— START TEXT SHOWN —
Let’s define our terms. A “Guaranteed Lifetime Withdrawal Rider” (usually abbreviated as GLWB) guarantees the buyer the right to take an income for life. The amount of the annual benefit is stated as a percentage of a “benefit base” and this “payout percentage” typically increases with the age at which payout is elected. Once elected, that percentage usually remains the same, as does the amount of the annual income. The “benefit base”, which exists solely for the purpose of determining the GLWB income amount and which may never be taken as a lump sum, is typically the amount of the buyer’s initial investment (perhaps increased by a first-year “bonus” percentage) in the first year. It will increase each year by a certain percentage (usually called the “rollup rate”) for a set number of years (typically, 10 years) or until payout under this rider is elected, if earlier.  When payout is elected, the insurance company will pay, each year, the payout percentage for the buyer’s then current age multiplied by the then current value of the benefit base.  Once payments commence, they are guaranteed for life and may never be decreased. (Some newer contracts provide for an increasing benefit, but most GLWBs do not).

Here’s an example:

Joe buys an indexed deferred annuity for $100,000 when he’s 55 years old. He wants to guarantee a minimum income from that purchase, commencing when he retires at age 65. The contract guarantees a 5% payout at age 65 from a benefit base which is guaranteed to increase each year by 7.2% compounded (which, over 10 years, is the same as a simple interest rate of 10%).  At his age 65, that benefit base will be roughly $200,000. He will take 5% of that benefit base as an income that will remain constant for the rest of his life.

Many agents tout that “rollup rate” of 7.2% as a “return on investment”. It’s not. Others point to the guaranteed payout percentage (in this case, 5%) and call that an investment return (“This policy will pay you 5% for year, guaranteed for life”). That’s not true either.

Why not? Well, it’s because “investment return” means the amount of profit, before taxes, from an investment made, expressed as a percentage of the amount invested. (Example: A invests $100. One year later, his investment is worth $108; his investment return is 8%). The “rollup rate” of 7.2% on Joe’s benefit base isn’t a return on investment because Joe cannot take that benefit base in a lump sum. It’s not “his money”, except to the extent that he is guaranteed the right to take 5% of it as income, via withdrawals from the annuity.  And that 5% payout percentage isn’t a return on investment either, because it’s not a return on principal (Joe’s initial investment), but, rather, a return of that principal, with interest.  If Joe lives long enough that the cumulative value of his annual withdrawals exceeds his original investment plus all interest earned (at which point the annuity contract value has fallen to zero), he may continue to take annual withdrawals (of the same amount ) until his death (at which point, the annuity contract will expire, with no remaining value).

Here are “Joe’s numbers”:

At his age 65, the benefit base has grown from $100,000 to $200,423. At that point, Joe takes annual withdrawals of $10,021 (5% of $200,423). If his annuity earns 3% per year, it will run out of money in the 28th year (when Joe is age 83). But Joe will continue taking withdrawals for his remaining lifetime. At that point, the “Internal Rate of Return” (IRR) on those 20 years of income payments will be 3.30%.
— END TEXT SHOWN —
**PROBLEMS TO SOLVE**.
1. In the annuity text, how much does Joe take each year in withdrawals once his benefit base reaches $200,423 at age 65?
2. Translate this sentence from the annuity text into Spanish: "Once payments commence, they are guaranteed for life and may never be decreased."
— START DATA LISTING —
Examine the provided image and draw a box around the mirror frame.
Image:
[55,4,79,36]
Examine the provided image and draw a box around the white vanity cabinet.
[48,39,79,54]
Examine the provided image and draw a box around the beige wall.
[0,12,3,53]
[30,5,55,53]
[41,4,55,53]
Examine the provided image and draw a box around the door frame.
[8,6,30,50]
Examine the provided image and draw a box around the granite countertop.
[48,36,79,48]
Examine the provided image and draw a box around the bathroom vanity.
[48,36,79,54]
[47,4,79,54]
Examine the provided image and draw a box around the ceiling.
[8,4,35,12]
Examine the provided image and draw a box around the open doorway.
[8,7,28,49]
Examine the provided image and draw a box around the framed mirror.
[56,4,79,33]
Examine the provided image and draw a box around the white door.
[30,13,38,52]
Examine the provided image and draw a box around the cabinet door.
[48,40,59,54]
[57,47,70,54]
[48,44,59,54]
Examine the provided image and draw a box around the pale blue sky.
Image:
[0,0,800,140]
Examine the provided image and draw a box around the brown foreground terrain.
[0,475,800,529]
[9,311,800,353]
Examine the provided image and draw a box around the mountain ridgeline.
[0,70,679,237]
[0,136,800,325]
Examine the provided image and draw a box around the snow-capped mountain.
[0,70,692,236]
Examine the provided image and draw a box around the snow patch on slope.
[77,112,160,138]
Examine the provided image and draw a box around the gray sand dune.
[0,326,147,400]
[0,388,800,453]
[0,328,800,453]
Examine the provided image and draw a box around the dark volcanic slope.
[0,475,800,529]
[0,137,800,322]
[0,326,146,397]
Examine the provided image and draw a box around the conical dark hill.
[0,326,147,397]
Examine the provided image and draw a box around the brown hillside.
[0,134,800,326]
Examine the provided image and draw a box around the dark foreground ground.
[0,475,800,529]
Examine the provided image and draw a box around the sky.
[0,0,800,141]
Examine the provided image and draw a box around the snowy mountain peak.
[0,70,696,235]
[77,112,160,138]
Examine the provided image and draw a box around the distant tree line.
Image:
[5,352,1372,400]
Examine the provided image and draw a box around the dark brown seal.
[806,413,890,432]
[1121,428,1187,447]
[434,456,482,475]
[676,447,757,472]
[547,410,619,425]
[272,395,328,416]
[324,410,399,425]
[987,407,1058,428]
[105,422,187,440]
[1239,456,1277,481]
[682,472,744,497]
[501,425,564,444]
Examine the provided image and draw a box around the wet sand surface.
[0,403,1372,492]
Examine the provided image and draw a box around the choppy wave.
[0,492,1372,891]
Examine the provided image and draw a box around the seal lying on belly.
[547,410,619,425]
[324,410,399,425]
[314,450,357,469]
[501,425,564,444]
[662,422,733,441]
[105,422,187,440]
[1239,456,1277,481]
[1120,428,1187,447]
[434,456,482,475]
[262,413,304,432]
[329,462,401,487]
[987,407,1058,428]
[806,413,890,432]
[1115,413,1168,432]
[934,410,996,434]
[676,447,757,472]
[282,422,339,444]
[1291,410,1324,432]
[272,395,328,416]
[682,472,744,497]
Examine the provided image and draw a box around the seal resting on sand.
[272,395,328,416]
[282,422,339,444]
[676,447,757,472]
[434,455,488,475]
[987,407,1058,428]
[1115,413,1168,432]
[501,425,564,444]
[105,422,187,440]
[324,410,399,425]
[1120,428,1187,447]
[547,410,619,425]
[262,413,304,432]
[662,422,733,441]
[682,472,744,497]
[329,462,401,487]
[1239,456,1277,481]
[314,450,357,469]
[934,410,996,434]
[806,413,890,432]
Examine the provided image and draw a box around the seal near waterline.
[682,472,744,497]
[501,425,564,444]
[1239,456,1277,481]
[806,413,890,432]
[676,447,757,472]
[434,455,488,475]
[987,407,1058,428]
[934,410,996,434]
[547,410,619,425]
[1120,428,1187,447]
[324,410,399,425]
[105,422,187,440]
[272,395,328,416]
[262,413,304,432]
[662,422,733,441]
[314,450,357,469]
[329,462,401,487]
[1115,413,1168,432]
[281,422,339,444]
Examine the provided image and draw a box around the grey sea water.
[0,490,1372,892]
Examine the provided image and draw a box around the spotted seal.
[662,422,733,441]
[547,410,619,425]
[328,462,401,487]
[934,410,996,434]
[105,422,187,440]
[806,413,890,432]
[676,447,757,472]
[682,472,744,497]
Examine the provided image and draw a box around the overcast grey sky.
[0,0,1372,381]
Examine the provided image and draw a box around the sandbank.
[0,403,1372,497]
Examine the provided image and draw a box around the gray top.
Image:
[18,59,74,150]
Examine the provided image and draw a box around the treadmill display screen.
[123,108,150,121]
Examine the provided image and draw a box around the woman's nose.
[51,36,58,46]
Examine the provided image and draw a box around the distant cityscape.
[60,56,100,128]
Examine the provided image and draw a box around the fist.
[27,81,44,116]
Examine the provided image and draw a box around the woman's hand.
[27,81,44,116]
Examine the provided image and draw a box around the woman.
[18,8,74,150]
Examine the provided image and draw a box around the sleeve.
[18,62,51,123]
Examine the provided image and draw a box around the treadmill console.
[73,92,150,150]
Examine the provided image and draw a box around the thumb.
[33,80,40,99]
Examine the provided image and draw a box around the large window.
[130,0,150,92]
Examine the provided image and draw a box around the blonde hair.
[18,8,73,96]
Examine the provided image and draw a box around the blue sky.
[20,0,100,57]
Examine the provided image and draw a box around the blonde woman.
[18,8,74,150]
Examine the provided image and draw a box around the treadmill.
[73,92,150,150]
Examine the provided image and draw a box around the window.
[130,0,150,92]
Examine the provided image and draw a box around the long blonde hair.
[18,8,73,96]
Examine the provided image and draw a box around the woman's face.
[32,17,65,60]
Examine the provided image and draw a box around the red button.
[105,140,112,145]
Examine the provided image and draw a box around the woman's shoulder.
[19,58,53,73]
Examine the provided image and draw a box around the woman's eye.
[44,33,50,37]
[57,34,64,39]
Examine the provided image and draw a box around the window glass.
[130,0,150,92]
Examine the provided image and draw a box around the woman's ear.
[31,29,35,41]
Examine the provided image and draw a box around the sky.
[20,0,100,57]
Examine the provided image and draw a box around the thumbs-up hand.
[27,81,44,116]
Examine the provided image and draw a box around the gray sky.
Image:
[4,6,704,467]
— END DATA LISTING —
**SOLUTION SET**.
1. $10,021 a year, which is 5% of $200,423.

2. Una vez que comienzan los pagos, están garantizados de por vida y nunca pueden reducirse.